═══ TEXT SHOWN

3. Experimental Section

3.1. Materials

K₂S₂O₈, ferric nitrate (Fe(NO₃)₃), HCl, and NaOH were obtained from Piochem Co., Cairo, Egypt. O-amino benzenethiol was supplied from Darmstadt, Germany, Merck Co., while Nafion was supplied from USA, Sigma Aldrich Co. (St. Louis, MO, USA).

3.2. POABT and Fe₂S₃-Fe₂O₃/POABT Nanocomposite

POABT was synthesized via oxidative polymerization (K₂S₂O₈ is an oxidant), with (0.6 M) HCl serving as a solvent and acid medium. The OABT monomer (0.12 M) was dissolved well in this acid using vigorous stirring, until it became clear. Under the sudden addition of the oxidant, the polymerization process was performed, and a dark greenish-blue color was formed. The Fe₂S₃-Fe₂O₃/POABT nanocomposite was synthesized using a similar approach, but with the use of Fe(NO₃)₃ as the oxidant at a concentration of 0.15 M. The polymerization process was carried out, resulting in the incorporation of the Fe₂S₃-Fe₂O₃ material within the POABT polymer. Then, centrifuging, cleaning, washing, and drying (60 °C) steps were performed; then, the produced polymer composite powder was applied for the fabrication of the pseudocapacitor device.

3.3. SC Fabrication

To fabricate the SC, the Fe₂S₃-Fe₂O₃/POABT nanocomposite was first formed into a paste and applied onto the Au-plated electrodes of the capacitor. The paste consisted of 0.04 g of this fabricated composite and traces of graphite (0.005 g), along with (100 µL) Nafion and (750 µL) ethanol as additives. The two electrodes were then separated using Whatman paper that had been saturated with a 1.0 M NaOH solution. The performance of the two symmetric electrodes SC was studied through electrochemical measurements, including the potential–time and potential–current relations, which were used to calculate the capacitance. The measurements were conducted using a power station (CHI608E). To complete the testing, impedance was also demonstrated, and reproducibility was assessed under the charge repeating curves. All of these tests were performed both with and without the addition of polypyrrole (Ppy) material, allowing for an evaluation of the impact of Ppy on the performance of the SC.

══════

■ **TASKS AND EXERCISES**
- A) In the experimental section on the Fe₂S₃-Fe₂O₃/POABT supercapacitor, what concentration of Fe(NO₃)₃ was used as the oxidant for the nanocomposite?
- B) Return the part of the experimental section on the Fe₂S₃-Fe₂O₃/POABT supercapacitor that opens with the words containing "3. Experimental Section" and closes with "Louis, MO, USA).".
- C) Resume the experimental section on the Fe₂S₃-Fe₂O₃/POABT supercapacitor from where it stops.

═══ DATA EXCERPTS

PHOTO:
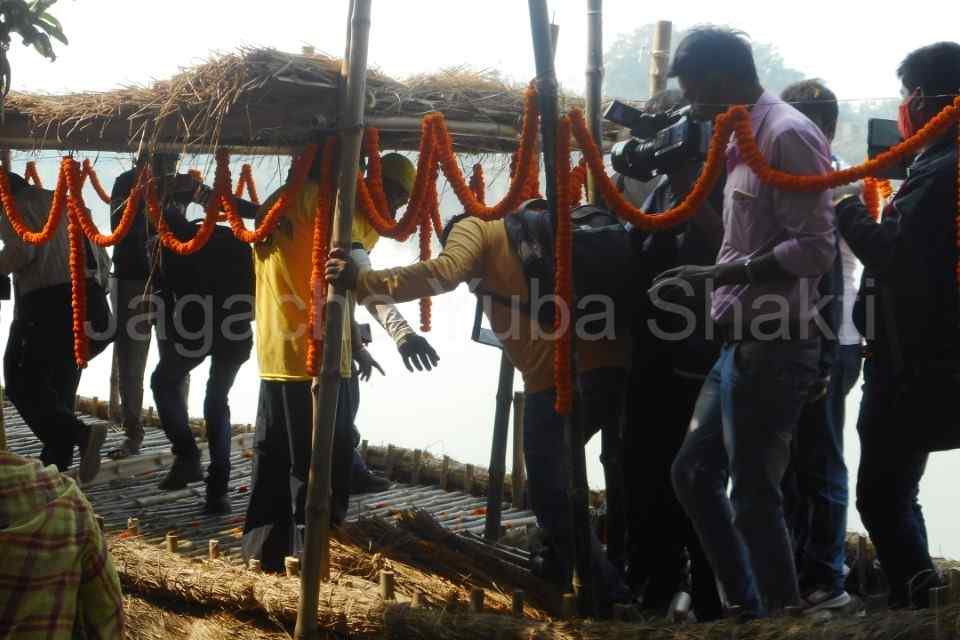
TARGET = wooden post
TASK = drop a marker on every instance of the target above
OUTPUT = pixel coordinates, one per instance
(594, 84)
(417, 464)
(468, 473)
(572, 451)
(386, 585)
(292, 566)
(390, 463)
(498, 450)
(172, 542)
(114, 410)
(476, 600)
(316, 556)
(517, 605)
(445, 474)
(660, 56)
(517, 475)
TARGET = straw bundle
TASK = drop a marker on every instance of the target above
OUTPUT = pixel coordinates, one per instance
(347, 607)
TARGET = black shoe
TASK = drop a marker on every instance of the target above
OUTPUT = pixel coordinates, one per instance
(184, 471)
(919, 588)
(91, 441)
(218, 505)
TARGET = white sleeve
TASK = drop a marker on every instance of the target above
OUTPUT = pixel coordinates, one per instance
(386, 314)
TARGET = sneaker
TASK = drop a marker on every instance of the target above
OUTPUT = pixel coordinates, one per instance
(217, 505)
(90, 444)
(183, 471)
(822, 599)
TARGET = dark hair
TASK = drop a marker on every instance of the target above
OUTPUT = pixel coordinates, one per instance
(935, 69)
(715, 50)
(813, 99)
(666, 100)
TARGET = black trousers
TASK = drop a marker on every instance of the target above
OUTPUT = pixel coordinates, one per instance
(659, 407)
(281, 467)
(40, 371)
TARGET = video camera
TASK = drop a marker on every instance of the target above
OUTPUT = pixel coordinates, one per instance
(661, 142)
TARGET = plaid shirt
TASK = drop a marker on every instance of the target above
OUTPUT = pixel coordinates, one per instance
(55, 573)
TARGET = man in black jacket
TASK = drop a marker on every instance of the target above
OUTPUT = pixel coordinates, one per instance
(908, 311)
(672, 356)
(207, 308)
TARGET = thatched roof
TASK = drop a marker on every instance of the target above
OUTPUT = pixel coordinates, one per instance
(264, 101)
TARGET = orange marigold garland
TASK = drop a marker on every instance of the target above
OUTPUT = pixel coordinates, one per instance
(78, 289)
(563, 324)
(320, 251)
(221, 195)
(246, 181)
(55, 215)
(871, 197)
(31, 176)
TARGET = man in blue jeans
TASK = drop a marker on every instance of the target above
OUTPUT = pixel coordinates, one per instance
(815, 489)
(775, 247)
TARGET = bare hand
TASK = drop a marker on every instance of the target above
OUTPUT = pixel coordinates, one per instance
(341, 270)
(366, 364)
(415, 348)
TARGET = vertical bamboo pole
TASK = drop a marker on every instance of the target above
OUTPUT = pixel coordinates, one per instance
(660, 56)
(517, 475)
(316, 550)
(572, 451)
(594, 84)
(498, 450)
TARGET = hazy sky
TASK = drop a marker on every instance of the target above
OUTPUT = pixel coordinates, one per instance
(854, 45)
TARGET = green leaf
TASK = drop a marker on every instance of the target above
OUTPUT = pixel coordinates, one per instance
(42, 44)
(53, 30)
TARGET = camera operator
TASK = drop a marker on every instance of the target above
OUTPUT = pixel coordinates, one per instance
(776, 245)
(38, 365)
(669, 368)
(907, 309)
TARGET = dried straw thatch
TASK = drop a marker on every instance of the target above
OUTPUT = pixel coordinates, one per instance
(265, 101)
(353, 607)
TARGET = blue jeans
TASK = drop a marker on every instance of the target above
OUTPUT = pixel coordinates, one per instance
(167, 384)
(741, 430)
(818, 510)
(888, 482)
(543, 451)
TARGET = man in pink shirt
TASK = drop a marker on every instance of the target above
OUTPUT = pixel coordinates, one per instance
(776, 245)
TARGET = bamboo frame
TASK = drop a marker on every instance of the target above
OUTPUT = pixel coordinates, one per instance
(316, 559)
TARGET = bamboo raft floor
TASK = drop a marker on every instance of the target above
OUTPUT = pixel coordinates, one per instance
(128, 489)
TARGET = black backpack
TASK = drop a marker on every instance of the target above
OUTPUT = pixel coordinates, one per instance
(603, 260)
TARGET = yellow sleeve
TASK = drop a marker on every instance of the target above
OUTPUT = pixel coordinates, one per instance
(459, 262)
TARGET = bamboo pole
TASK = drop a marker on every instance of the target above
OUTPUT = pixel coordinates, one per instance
(660, 56)
(594, 91)
(517, 474)
(316, 559)
(572, 452)
(498, 450)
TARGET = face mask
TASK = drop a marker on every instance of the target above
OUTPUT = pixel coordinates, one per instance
(905, 122)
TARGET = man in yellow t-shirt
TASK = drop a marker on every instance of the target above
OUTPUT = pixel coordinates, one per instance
(479, 252)
(275, 514)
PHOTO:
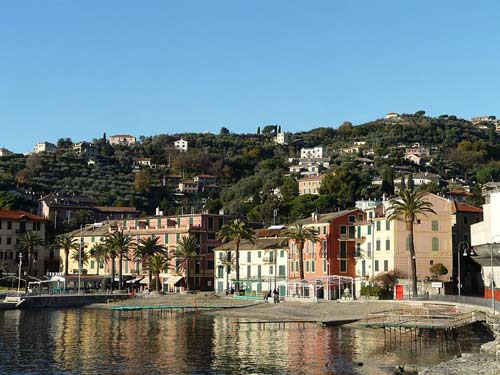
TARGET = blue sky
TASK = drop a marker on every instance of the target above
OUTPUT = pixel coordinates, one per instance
(80, 68)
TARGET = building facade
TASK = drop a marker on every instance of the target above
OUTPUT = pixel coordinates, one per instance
(14, 224)
(122, 139)
(263, 266)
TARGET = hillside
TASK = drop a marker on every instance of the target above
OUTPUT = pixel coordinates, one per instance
(250, 167)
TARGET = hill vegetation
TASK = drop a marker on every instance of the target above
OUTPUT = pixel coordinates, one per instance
(253, 171)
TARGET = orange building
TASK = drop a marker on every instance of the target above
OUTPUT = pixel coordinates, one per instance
(334, 253)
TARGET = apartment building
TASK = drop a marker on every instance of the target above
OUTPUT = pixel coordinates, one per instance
(263, 266)
(122, 139)
(14, 224)
(170, 229)
(310, 185)
(334, 254)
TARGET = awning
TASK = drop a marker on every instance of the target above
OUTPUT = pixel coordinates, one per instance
(136, 280)
(172, 280)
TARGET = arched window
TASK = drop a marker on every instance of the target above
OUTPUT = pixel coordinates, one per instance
(435, 244)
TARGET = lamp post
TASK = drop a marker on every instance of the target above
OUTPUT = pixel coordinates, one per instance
(19, 278)
(492, 281)
(80, 260)
(465, 246)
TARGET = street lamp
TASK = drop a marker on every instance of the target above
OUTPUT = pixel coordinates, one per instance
(19, 278)
(492, 281)
(465, 246)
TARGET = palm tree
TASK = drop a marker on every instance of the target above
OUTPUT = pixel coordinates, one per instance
(81, 256)
(187, 249)
(100, 253)
(119, 246)
(156, 264)
(300, 234)
(28, 241)
(408, 206)
(235, 232)
(228, 262)
(67, 243)
(146, 248)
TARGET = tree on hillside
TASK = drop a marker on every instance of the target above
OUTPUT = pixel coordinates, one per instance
(235, 232)
(300, 234)
(407, 207)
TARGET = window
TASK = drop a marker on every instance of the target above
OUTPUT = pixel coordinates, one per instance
(282, 271)
(343, 266)
(343, 250)
(435, 225)
(435, 244)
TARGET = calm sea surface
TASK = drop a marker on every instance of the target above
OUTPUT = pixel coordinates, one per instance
(92, 341)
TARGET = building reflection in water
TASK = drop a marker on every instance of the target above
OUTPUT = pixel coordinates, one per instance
(90, 341)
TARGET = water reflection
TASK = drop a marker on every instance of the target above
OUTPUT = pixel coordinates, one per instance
(88, 341)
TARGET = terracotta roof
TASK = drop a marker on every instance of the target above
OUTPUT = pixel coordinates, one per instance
(259, 244)
(116, 209)
(460, 193)
(325, 218)
(267, 232)
(463, 207)
(19, 215)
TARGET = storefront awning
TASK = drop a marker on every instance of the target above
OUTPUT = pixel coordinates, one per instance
(136, 280)
(172, 280)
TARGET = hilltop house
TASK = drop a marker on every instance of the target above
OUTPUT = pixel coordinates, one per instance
(181, 145)
(5, 152)
(122, 139)
(44, 147)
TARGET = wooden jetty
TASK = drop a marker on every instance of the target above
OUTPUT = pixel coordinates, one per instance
(418, 323)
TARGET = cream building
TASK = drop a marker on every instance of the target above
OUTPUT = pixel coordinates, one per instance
(263, 266)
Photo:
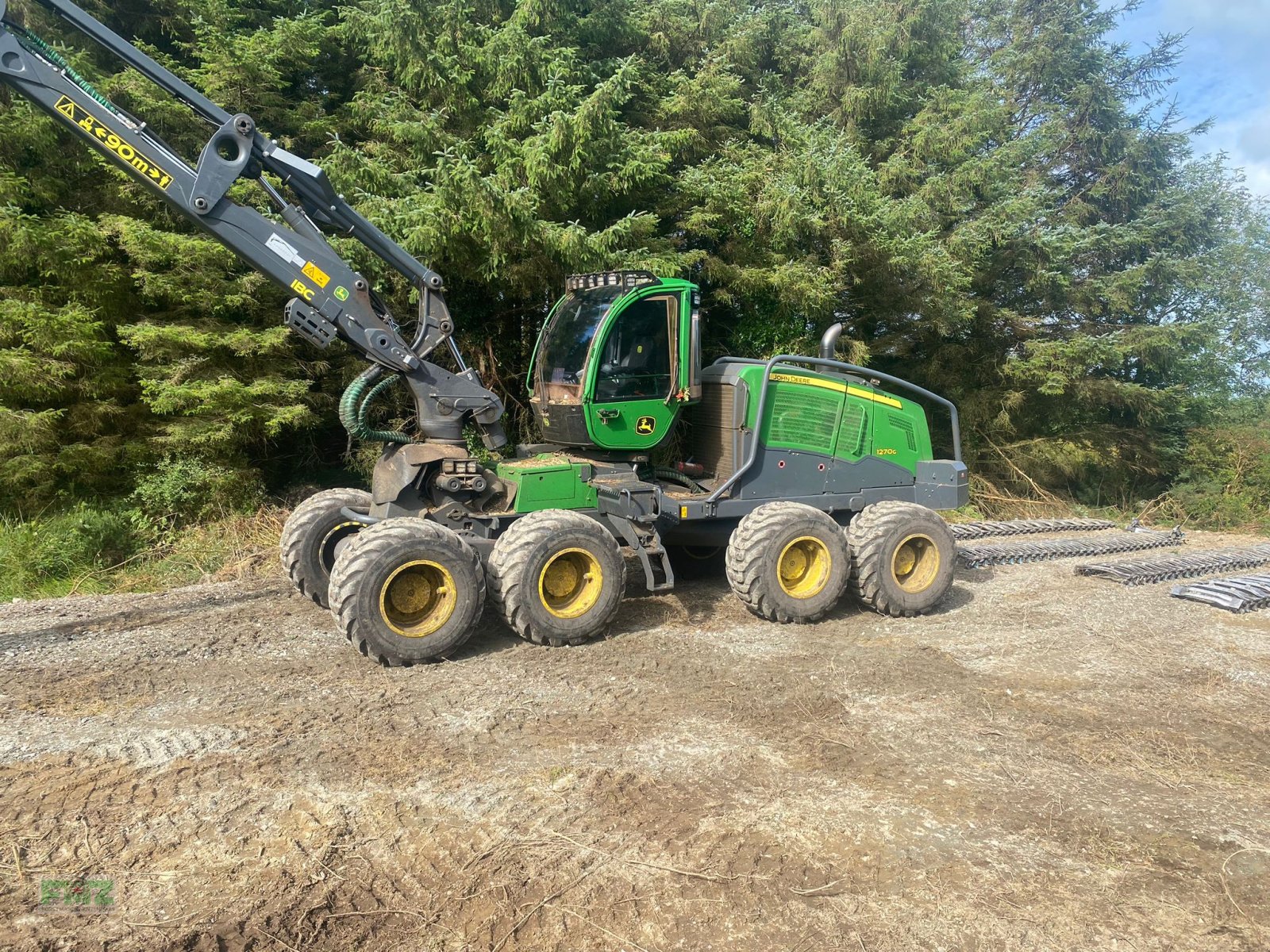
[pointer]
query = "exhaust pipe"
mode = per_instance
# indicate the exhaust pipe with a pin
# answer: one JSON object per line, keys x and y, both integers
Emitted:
{"x": 829, "y": 342}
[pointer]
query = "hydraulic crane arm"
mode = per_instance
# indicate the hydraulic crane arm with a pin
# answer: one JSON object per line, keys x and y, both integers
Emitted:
{"x": 332, "y": 300}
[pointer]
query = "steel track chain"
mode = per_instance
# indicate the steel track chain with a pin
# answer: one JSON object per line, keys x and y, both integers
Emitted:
{"x": 1146, "y": 571}
{"x": 1039, "y": 551}
{"x": 1237, "y": 593}
{"x": 965, "y": 531}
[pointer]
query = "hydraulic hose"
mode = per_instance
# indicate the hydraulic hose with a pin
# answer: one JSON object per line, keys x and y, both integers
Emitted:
{"x": 676, "y": 476}
{"x": 356, "y": 404}
{"x": 60, "y": 63}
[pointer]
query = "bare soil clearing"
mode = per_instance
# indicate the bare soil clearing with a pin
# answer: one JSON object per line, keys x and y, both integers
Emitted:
{"x": 1051, "y": 763}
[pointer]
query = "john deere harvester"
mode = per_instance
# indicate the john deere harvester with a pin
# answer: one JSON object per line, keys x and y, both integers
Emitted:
{"x": 780, "y": 461}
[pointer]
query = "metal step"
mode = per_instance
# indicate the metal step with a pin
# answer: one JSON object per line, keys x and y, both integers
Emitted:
{"x": 1146, "y": 571}
{"x": 1041, "y": 551}
{"x": 1026, "y": 527}
{"x": 1237, "y": 593}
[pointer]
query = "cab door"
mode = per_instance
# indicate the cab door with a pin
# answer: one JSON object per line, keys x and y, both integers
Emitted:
{"x": 634, "y": 374}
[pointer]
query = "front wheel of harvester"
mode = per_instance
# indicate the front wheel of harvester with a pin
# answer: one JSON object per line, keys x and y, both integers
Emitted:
{"x": 314, "y": 536}
{"x": 787, "y": 562}
{"x": 556, "y": 577}
{"x": 902, "y": 558}
{"x": 406, "y": 590}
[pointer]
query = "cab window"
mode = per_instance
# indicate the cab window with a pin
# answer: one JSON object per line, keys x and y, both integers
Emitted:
{"x": 635, "y": 359}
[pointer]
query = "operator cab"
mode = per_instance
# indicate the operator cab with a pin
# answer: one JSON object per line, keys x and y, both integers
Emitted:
{"x": 618, "y": 357}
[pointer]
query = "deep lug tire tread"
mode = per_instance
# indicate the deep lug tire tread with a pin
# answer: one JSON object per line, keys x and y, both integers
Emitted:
{"x": 872, "y": 533}
{"x": 749, "y": 569}
{"x": 361, "y": 559}
{"x": 298, "y": 532}
{"x": 510, "y": 562}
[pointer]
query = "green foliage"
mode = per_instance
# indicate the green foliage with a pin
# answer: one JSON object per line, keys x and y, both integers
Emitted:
{"x": 995, "y": 198}
{"x": 48, "y": 555}
{"x": 179, "y": 492}
{"x": 1225, "y": 480}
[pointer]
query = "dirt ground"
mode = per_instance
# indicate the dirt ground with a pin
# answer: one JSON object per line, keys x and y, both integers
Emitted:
{"x": 1049, "y": 763}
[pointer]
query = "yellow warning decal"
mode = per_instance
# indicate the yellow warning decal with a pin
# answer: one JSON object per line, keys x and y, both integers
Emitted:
{"x": 92, "y": 126}
{"x": 317, "y": 274}
{"x": 838, "y": 387}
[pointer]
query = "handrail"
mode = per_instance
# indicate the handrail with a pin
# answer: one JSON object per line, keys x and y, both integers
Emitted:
{"x": 835, "y": 365}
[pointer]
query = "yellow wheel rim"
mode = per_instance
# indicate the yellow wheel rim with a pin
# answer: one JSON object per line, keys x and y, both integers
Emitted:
{"x": 571, "y": 583}
{"x": 418, "y": 598}
{"x": 804, "y": 568}
{"x": 916, "y": 562}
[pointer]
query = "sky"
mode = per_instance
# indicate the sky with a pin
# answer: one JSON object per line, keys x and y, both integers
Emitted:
{"x": 1225, "y": 74}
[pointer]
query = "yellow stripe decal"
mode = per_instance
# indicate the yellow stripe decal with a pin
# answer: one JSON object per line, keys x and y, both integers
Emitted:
{"x": 92, "y": 126}
{"x": 838, "y": 387}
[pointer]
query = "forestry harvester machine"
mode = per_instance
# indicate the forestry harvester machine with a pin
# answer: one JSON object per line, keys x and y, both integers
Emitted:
{"x": 803, "y": 474}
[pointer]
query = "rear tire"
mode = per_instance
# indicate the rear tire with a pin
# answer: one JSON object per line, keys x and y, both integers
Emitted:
{"x": 314, "y": 536}
{"x": 406, "y": 590}
{"x": 787, "y": 562}
{"x": 556, "y": 577}
{"x": 902, "y": 558}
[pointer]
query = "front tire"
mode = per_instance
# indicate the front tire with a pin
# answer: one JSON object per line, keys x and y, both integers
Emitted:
{"x": 787, "y": 562}
{"x": 556, "y": 577}
{"x": 902, "y": 558}
{"x": 406, "y": 590}
{"x": 314, "y": 536}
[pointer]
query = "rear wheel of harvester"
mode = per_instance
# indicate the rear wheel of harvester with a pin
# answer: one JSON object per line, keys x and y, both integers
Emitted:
{"x": 787, "y": 562}
{"x": 406, "y": 590}
{"x": 314, "y": 536}
{"x": 902, "y": 558}
{"x": 556, "y": 577}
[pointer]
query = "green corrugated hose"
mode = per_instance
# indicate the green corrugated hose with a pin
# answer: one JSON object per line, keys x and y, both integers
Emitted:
{"x": 356, "y": 404}
{"x": 59, "y": 60}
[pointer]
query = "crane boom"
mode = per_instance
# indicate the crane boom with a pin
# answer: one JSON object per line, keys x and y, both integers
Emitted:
{"x": 332, "y": 300}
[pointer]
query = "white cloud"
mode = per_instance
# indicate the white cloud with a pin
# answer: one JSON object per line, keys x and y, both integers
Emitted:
{"x": 1223, "y": 74}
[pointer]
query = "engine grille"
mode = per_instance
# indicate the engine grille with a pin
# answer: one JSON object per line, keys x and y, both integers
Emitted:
{"x": 714, "y": 436}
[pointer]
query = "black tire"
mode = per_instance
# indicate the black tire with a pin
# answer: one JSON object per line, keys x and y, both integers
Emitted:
{"x": 406, "y": 590}
{"x": 314, "y": 535}
{"x": 698, "y": 562}
{"x": 787, "y": 562}
{"x": 575, "y": 549}
{"x": 902, "y": 558}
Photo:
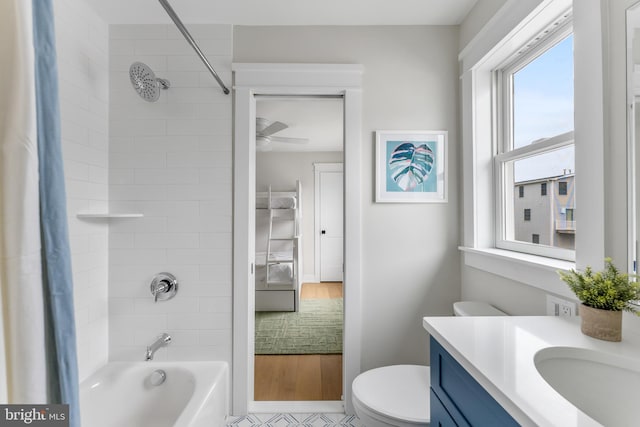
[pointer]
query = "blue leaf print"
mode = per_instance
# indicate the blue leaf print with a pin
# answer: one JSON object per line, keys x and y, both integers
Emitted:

══════

■ **OUTPUTS BY TASK**
- A) 0.15 M

- B)
3. Experimental Section

3.1. Materials

K₂S₂O₈, ferric nitrate (Fe(NO₃)₃), HCl, and NaOH were obtained from Piochem Co., Cairo, Egypt. O-amino benzenethiol was supplied from Darmstadt, Germany, Merck Co., while Nafion was supplied from USA, Sigma Aldrich Co. (St. Louis, MO, USA).

- C)
3.4. Characterization

To perform elemental and crystalline structure characterization of the Fe₂S₃-Fe₂O₃/POABT nanocomposite, X-ray diffraction (XRD) was carried out (1.54Å) using an X’Pert Pro apparatus from Holland. To confirm the chemical structure and obtain additional information, a Jasco instrument (model 340), an FTIR device, was used. The 2D and 3D morphological behaviors of this composite were confirmed using TEM (JEM-2100, Massachusetts, USA) and SEM (ZEISS, Oberkochen, Germany), correspondingly.

4. Conclusions

The oxidation of O-amino benzenethiol was performed using Fe(NO₃)₃, leading to the formation of a highly uniform and novel Fe₂S₃-Fe₂O₃/POABT nanocomposite that was formed in one step. At the same time, highly wrinkled porous polypyrrole and POABT with a porous ball-like structure were prepared under the oxidation of pyrrole using K₂S₂O₈. The 2D and 3D morphologies of these materials were analyzed using SEM and TEM analyses. Using XRD and FTIR analyses, the crystalline and chemical compositions were confirmed well. The Fe₂S₃-Fe₂O₃/POABT nanocomposite pseudocapacitor was fabricated and tested with/without the incorporation of Ppy inside the paste.

The introduction of Ppy brought about substantial enhancements in C_S, signifying a notable improvement in charge storage capacity. For instance, at 0.2 A/g, the C_S values were distinctly elevated: 44 F/g without Ppy and 161 F/g with Ppy. Correspondingly, the computation also demonstrated an upward trend due to Ppy integration. The energy density escalated to 30 W.h.kg⁻¹, a remarkable increase compared to the 8.18 W.h.kg⁻¹ recorded without Ppy incorporation. The underlying mechanism responsible for these observations is likely the improved charge transfer facilitated by Ppy. This inference aligns with the Nyquist plot, showcasing R_ct values of 1.1 Ω and 2.1 Ω with and without Ppy, respectively. Given the advantageous combination of cost-effectiveness and technical superiority, this capacitor exhibits considerable potential for widespread commercial applications.